Top of SUPPLIED DATA
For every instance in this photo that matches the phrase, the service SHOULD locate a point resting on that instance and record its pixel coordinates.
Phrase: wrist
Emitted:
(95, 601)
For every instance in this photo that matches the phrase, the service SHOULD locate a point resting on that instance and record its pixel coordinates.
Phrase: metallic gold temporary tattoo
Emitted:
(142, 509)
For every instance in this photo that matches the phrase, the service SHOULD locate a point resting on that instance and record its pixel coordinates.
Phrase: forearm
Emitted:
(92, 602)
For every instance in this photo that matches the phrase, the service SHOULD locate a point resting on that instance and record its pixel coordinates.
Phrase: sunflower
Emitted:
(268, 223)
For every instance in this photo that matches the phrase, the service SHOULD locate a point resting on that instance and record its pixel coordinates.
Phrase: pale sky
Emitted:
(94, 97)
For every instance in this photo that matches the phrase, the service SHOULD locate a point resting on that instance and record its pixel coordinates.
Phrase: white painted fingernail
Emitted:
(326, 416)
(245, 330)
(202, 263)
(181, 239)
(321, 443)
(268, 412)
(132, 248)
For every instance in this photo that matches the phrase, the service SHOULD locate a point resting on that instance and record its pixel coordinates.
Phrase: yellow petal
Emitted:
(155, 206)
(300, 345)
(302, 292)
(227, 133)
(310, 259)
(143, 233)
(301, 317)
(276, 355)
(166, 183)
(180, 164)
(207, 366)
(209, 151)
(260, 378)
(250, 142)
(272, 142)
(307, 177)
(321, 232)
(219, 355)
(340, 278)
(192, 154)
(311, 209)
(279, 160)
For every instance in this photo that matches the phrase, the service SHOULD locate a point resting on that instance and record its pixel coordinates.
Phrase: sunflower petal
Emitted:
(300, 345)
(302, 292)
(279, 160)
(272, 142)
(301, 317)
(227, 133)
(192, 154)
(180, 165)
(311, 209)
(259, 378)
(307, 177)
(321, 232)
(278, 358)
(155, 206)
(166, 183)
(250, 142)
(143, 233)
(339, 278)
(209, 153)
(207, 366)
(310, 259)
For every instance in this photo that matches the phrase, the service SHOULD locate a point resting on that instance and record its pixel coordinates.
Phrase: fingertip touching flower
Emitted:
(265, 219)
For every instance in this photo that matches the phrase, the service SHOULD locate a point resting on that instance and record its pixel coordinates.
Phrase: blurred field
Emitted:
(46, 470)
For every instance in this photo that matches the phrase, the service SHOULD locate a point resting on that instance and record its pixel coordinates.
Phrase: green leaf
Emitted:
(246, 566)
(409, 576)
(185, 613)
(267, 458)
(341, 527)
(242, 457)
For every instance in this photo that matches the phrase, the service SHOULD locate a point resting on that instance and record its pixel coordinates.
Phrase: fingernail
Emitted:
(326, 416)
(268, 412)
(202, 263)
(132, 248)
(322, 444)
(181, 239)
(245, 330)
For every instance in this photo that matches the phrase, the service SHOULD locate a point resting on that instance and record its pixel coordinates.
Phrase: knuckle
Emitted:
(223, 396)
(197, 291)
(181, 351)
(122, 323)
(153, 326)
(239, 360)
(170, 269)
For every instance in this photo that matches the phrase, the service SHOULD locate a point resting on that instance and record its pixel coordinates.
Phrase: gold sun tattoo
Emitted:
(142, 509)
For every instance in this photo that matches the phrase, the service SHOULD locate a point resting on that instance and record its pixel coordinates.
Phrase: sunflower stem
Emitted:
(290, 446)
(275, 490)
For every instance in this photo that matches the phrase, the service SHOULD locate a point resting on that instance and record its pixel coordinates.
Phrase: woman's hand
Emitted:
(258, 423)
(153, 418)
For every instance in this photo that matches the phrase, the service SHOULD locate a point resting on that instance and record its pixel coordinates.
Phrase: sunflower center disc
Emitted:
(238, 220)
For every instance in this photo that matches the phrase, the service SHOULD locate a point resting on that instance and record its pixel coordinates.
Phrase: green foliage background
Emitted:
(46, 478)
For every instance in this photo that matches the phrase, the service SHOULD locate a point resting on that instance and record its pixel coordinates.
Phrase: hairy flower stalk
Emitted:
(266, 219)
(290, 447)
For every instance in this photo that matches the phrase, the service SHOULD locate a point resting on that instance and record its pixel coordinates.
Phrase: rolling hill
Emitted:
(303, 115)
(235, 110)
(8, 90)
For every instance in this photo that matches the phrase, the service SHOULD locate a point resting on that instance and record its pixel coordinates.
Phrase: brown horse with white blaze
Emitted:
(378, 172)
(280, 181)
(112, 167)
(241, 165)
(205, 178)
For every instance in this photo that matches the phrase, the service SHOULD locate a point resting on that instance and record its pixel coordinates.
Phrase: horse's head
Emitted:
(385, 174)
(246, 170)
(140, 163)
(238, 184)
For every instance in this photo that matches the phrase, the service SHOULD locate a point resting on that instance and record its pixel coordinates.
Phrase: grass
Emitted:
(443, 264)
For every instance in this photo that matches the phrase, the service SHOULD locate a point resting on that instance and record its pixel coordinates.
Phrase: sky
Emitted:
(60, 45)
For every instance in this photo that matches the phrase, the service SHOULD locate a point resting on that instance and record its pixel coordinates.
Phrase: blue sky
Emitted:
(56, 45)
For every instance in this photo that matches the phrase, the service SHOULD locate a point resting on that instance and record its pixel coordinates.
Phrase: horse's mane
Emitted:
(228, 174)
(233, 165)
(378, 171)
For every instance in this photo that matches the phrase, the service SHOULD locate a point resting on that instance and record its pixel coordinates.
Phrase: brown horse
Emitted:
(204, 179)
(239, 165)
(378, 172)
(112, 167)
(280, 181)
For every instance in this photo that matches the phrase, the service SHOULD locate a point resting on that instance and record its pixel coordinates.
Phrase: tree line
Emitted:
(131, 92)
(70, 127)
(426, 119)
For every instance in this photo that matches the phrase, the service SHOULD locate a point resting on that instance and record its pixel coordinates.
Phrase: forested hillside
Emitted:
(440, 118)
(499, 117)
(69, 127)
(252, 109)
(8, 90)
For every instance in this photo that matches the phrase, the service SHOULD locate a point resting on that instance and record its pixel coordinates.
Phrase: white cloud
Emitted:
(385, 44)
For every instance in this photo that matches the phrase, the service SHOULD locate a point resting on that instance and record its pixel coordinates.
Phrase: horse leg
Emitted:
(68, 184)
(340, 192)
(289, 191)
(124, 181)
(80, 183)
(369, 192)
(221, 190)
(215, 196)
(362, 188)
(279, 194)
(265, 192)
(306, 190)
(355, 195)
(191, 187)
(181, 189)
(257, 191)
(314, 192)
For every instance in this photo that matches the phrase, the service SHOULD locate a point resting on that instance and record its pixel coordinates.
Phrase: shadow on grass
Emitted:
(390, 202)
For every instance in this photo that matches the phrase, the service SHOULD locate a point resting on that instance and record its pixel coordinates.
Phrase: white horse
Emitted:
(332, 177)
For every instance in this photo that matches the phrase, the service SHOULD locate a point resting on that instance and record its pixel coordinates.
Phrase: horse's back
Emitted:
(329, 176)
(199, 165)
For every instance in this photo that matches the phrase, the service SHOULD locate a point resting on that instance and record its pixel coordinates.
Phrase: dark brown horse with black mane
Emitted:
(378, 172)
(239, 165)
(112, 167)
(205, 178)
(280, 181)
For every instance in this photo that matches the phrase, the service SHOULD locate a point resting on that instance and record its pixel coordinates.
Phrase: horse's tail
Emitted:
Bottom of SUPPLIED DATA
Top of SUPPLIED DATA
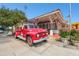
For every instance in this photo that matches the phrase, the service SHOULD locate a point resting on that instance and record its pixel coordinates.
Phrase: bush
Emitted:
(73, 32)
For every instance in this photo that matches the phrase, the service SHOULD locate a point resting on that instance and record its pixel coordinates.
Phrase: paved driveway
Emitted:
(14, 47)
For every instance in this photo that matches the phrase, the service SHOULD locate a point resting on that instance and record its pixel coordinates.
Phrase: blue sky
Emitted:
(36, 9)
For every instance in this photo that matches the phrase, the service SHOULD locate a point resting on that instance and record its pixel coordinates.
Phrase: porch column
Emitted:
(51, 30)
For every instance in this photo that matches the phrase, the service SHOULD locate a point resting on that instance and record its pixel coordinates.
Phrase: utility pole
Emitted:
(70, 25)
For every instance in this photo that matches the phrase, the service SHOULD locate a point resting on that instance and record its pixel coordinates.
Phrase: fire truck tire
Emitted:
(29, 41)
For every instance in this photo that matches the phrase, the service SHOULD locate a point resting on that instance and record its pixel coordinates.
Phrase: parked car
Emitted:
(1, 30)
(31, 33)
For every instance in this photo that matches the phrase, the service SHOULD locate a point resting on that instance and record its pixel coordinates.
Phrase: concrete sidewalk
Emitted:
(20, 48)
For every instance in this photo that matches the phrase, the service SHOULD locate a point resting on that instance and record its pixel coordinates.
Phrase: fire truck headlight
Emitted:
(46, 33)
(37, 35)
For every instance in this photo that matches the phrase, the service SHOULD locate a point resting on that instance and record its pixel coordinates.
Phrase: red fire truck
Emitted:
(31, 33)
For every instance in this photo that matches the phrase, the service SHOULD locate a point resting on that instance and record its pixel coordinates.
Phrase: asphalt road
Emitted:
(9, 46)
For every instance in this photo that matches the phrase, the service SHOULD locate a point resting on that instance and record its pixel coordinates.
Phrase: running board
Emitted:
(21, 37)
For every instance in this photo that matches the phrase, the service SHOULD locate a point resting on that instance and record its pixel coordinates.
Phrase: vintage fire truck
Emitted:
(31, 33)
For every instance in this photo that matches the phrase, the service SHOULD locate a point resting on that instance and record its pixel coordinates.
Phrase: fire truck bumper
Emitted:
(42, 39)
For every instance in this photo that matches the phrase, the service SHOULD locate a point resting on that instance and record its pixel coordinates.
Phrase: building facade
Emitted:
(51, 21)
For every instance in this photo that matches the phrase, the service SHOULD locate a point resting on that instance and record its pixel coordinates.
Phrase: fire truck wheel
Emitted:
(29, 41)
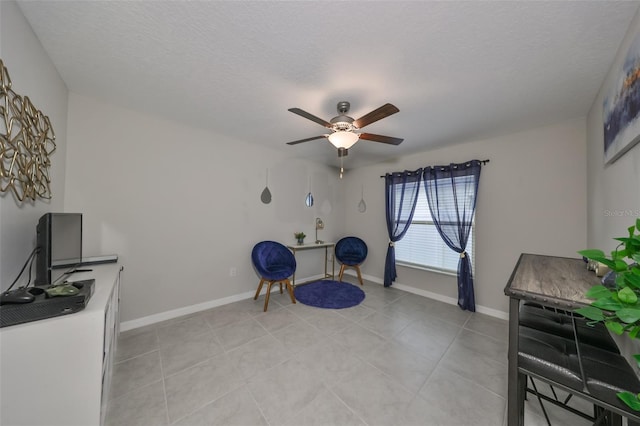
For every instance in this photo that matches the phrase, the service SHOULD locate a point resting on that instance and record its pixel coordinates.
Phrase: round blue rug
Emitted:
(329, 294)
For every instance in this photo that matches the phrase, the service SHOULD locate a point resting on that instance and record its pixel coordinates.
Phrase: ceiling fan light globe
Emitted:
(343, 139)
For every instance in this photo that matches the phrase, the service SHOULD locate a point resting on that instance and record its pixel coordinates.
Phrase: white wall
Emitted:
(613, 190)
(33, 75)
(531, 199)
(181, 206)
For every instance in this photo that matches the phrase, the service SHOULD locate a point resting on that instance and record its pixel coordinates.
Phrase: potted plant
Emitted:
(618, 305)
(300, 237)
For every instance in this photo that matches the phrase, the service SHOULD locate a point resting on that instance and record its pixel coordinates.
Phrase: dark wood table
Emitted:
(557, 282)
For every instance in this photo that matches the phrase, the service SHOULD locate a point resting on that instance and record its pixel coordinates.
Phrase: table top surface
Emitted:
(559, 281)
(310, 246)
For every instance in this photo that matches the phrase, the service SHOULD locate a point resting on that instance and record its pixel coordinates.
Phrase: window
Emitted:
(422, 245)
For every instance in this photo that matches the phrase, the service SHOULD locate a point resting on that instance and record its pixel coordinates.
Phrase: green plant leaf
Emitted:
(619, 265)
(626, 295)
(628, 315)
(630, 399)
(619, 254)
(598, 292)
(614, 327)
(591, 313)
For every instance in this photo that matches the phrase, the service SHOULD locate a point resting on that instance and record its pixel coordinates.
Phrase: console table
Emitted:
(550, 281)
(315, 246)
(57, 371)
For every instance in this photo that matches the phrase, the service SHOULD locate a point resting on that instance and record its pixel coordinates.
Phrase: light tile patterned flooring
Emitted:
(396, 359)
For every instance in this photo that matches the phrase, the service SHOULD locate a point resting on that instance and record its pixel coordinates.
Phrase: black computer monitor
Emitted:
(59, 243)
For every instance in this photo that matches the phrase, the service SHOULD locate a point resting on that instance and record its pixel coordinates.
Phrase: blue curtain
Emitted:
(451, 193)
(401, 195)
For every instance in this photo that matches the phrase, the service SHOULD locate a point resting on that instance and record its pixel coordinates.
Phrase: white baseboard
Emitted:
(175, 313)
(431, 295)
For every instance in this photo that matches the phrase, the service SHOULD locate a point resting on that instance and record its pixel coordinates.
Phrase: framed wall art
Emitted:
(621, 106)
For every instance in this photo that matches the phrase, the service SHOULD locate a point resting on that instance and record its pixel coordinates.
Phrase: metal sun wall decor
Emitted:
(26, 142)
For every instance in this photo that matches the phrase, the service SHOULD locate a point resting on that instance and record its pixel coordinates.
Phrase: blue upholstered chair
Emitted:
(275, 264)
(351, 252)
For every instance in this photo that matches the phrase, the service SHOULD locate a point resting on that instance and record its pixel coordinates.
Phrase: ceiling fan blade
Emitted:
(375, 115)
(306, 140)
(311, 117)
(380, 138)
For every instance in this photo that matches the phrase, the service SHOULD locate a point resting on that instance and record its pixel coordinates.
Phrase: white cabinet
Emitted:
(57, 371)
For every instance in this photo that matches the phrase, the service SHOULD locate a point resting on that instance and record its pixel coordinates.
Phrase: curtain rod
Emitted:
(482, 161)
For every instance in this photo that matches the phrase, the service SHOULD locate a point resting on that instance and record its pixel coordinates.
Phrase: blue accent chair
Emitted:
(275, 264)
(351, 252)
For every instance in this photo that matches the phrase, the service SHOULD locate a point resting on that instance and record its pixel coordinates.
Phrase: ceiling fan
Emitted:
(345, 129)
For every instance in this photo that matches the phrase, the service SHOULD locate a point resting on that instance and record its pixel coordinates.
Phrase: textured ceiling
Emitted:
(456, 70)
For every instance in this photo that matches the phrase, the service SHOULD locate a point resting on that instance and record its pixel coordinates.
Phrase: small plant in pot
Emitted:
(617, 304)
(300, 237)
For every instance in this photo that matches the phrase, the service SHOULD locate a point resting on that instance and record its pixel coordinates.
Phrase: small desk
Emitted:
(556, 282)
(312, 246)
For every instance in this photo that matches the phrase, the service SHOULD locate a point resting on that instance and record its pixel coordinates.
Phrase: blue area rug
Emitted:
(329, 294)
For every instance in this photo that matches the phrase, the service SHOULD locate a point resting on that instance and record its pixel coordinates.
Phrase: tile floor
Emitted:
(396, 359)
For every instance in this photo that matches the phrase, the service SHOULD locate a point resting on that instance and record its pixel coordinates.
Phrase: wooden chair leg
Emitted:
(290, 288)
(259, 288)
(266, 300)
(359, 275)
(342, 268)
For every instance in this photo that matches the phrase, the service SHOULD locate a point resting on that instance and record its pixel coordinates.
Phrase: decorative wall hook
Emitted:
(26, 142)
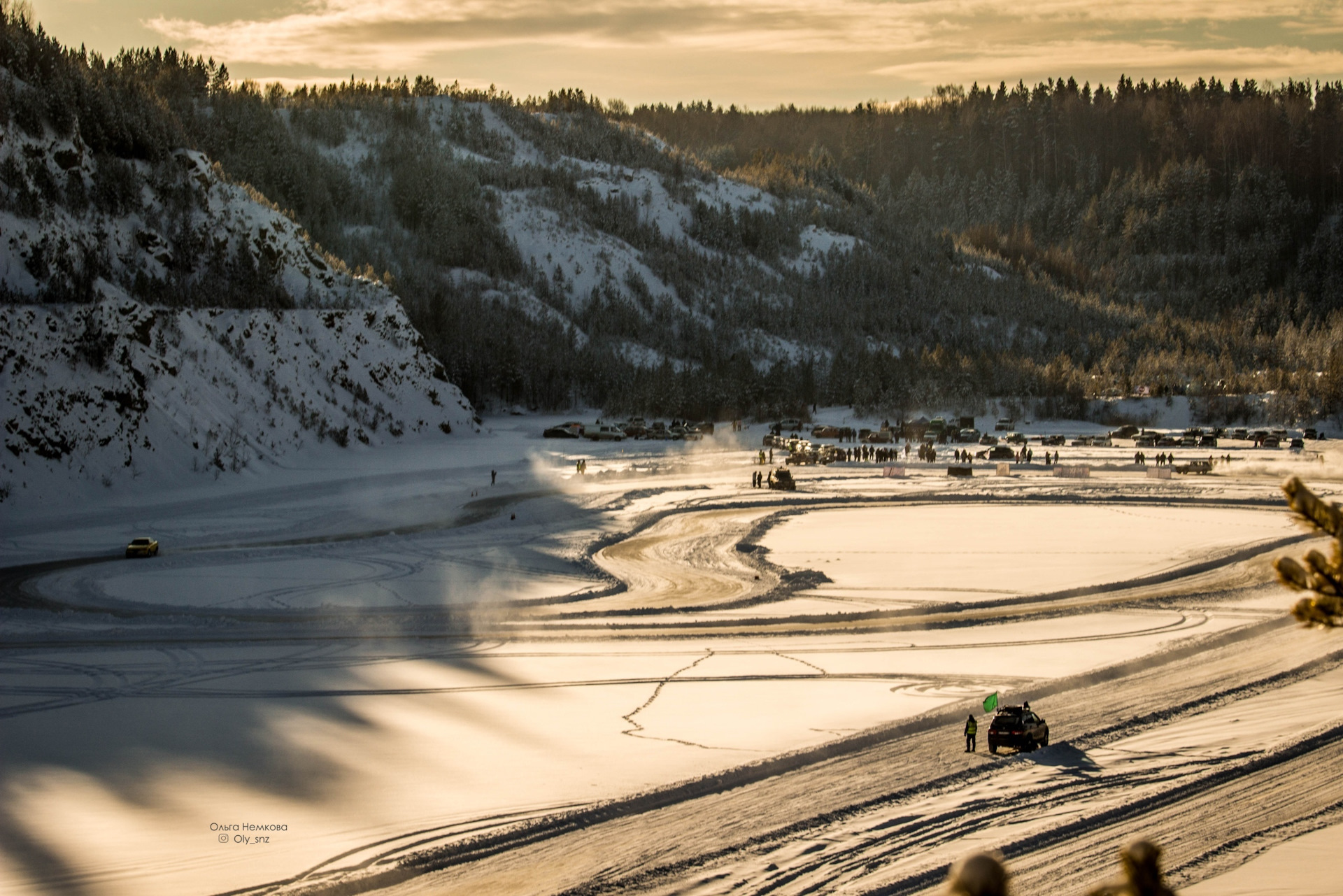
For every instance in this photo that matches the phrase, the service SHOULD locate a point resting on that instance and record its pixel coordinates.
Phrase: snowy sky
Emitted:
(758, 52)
Bottom of SUPPLIED DATA
→ ACTIVITY: Copy out the lines of the records above in which the string "white" appears.

→ SOLUTION FOR THIS TASK:
Phrase: white painted fingernail
Phrase: brown horse with white blaze
Phrase: white cloud
Phrase: white horse
Phrase: white wall
Phrase: white baseboard
Phrase: white cabinet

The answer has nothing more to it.